▶ [READING PASSAGE]:
· · · · ·

The code above was written to help reinforce understanding of how these summaries are calculated from data. These summaries can also be obtained with a single call to the function ``getConstraints``:

.. code-block:: R

   # Compute phi0, phi1 and row_sum_A
   > constraint_list <- getConstraints(A, X)
   > constraint_list$a_vec # row_sum_A
   [1] 6 5 6 6 8 5 
   > constraint_list$phi0_vec # phi0
   [1] 2 4 1 3 4
   > constraint_list$phi1_vec # phi1
   [1] 7 2 5 5 2


Now assume that these summaries are viewed as constraints. We can ask an analogous combinatorial question of our admixed array.

   Given the marginal constraints (on individual global ancestry and ancestry-specific allele frequencies) of an admixed array,
   how many admixed arrays are there that satisfy them?

We concretely define three sets of constrained admixed arrays.

- *Individual global ancestry constraint*: :math:`\mathscr{A}_{1}=\{[\mathbf{A},\mathbf{X}]:~(\forall n \in [N])(A_{n\cdot}=a_{n\cdot})\}`. Equivalently, :math:`\mathscr{A}_{1}` denotes the set of admixed arrays for which :math:`\boldsymbol{A}=\boldsymbol{a}`, for some fixed non-negative integer :math:`N`-vector :math:`\boldsymbol{a}=(a_{1\cdot},\ldots,a_{N\cdot})`.

· · · · ·

▶ [PROVIDED RECORDS]:
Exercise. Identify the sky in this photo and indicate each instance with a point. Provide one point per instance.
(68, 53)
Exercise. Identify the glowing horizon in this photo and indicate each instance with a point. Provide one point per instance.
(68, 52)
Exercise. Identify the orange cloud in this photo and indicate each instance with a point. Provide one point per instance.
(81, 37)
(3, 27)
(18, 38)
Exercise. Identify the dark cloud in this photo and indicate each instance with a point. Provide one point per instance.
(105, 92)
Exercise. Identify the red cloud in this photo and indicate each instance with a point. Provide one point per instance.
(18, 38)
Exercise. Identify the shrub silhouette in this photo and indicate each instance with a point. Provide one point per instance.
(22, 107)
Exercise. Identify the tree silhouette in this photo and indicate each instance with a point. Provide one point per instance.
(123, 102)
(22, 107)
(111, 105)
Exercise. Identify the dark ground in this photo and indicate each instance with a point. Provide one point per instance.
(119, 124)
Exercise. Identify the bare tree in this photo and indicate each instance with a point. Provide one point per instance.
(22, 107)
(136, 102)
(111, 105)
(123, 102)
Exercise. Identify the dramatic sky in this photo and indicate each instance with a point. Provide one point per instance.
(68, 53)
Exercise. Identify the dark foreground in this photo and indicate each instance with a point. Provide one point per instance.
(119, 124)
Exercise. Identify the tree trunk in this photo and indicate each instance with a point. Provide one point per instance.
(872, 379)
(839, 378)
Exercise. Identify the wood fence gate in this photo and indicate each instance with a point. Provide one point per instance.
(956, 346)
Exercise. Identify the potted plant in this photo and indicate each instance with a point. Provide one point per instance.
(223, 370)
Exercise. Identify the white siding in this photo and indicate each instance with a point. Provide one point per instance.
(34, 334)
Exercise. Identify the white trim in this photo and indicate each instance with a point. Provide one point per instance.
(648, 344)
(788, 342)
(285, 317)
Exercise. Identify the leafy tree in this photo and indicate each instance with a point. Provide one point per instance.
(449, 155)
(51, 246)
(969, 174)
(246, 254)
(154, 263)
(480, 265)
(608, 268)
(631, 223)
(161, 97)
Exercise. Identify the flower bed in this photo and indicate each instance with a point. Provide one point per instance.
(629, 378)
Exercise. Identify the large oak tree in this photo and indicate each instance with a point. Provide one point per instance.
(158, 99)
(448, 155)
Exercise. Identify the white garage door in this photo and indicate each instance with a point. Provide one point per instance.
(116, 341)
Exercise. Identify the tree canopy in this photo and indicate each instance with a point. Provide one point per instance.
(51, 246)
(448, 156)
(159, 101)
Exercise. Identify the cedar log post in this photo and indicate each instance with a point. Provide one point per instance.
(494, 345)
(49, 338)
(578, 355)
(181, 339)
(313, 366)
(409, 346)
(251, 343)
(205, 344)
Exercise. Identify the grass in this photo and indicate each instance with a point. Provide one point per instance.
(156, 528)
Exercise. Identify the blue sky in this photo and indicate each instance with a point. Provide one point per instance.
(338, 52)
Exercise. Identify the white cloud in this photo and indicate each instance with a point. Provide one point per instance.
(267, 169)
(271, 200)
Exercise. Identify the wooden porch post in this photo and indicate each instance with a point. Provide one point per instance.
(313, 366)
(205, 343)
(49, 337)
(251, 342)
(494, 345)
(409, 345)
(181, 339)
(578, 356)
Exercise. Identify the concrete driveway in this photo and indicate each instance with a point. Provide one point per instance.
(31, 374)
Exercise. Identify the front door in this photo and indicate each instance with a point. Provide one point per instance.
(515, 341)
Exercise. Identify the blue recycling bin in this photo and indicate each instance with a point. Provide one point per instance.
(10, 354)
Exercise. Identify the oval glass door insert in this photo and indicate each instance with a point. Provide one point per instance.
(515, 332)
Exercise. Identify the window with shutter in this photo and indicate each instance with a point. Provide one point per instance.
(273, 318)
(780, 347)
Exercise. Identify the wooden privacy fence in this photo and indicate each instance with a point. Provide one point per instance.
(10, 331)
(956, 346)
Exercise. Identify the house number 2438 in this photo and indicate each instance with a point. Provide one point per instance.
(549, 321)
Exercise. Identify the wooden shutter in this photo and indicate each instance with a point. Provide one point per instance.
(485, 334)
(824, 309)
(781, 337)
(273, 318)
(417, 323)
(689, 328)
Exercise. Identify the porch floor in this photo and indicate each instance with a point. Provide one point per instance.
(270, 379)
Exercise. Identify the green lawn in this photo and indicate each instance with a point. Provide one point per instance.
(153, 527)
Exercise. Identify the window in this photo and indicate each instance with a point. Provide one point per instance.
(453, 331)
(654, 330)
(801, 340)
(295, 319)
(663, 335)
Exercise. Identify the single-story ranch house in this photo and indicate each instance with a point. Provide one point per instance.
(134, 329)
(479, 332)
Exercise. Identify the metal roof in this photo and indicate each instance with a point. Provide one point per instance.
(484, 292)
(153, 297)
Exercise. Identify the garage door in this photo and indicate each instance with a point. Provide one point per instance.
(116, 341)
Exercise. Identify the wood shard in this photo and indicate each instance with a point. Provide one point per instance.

· · · · ·

▶ [LIST OF TASKS]:
a) In the admixed array passage, what function returns the summaries in a single call?
b) Transcribe the admixed array passage from "Given the marginal" to "constrained admixed arrays.".

▶ [TASK RESPONSES]:
a) getConstraints

b)
Given the marginal constraints (on individual global ancestry and ancestry-specific allele frequencies) of an admixed array,
   how many admixed arrays are there that satisfy them?

We concretely define three sets of constrained admixed arrays.